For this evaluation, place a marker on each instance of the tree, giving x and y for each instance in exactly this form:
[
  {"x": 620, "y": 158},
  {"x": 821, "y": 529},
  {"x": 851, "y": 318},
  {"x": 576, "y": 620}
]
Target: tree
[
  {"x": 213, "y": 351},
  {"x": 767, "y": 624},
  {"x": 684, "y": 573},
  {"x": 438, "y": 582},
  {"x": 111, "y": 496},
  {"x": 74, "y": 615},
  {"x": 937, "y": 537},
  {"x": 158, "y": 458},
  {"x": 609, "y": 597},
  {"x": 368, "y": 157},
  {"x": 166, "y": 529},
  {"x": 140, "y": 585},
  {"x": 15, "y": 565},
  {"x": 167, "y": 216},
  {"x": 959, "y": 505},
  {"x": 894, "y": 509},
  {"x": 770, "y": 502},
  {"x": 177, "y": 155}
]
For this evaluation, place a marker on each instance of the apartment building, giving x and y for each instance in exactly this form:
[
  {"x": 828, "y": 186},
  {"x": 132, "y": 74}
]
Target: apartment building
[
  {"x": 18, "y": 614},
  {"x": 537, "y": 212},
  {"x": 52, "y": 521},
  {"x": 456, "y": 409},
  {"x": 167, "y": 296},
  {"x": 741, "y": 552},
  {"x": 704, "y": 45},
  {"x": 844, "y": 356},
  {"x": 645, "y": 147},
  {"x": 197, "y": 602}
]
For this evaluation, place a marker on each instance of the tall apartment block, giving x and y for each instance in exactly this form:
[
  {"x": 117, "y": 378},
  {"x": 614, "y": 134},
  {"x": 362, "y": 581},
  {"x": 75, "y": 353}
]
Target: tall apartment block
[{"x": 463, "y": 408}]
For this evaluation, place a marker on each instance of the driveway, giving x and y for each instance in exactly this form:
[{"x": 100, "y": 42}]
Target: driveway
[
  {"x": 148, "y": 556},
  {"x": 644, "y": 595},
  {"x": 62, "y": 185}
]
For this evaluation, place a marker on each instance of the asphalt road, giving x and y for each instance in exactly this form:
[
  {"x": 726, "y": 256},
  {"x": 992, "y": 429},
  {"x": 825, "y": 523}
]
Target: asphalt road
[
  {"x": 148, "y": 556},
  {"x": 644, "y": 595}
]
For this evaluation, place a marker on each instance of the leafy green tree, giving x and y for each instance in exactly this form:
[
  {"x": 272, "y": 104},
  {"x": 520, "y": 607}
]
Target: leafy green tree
····················
* _Aim_
Copy out, character for character, the part of the items that opens with the line containing "of the tall" and closes with the last line of the items.

* _Answer for the task_
For this evaluation, place a marker on each instance of the tall apartment block, giving x and y for each instance in exactly this form:
[
  {"x": 117, "y": 378},
  {"x": 614, "y": 134},
  {"x": 362, "y": 581},
  {"x": 75, "y": 353}
]
Target: tall apartment block
[{"x": 463, "y": 408}]
For this evaluation, place a marker on each instance of the driveway, giving x and y for each instance in exactly this form:
[{"x": 100, "y": 42}]
Target: driveway
[
  {"x": 148, "y": 556},
  {"x": 644, "y": 595},
  {"x": 62, "y": 185}
]
For this evaluation, place a marker on each instance of the asphalt road, giving x and y for each instance in exactly this form:
[
  {"x": 726, "y": 256},
  {"x": 992, "y": 429},
  {"x": 825, "y": 523}
]
Target: asphalt road
[
  {"x": 148, "y": 556},
  {"x": 644, "y": 595}
]
For this evaluation, place a marker on each instance of the leafy green tree, giving x and y for each instance in exactly this form:
[
  {"x": 272, "y": 104},
  {"x": 520, "y": 607}
]
Target: leafy green tree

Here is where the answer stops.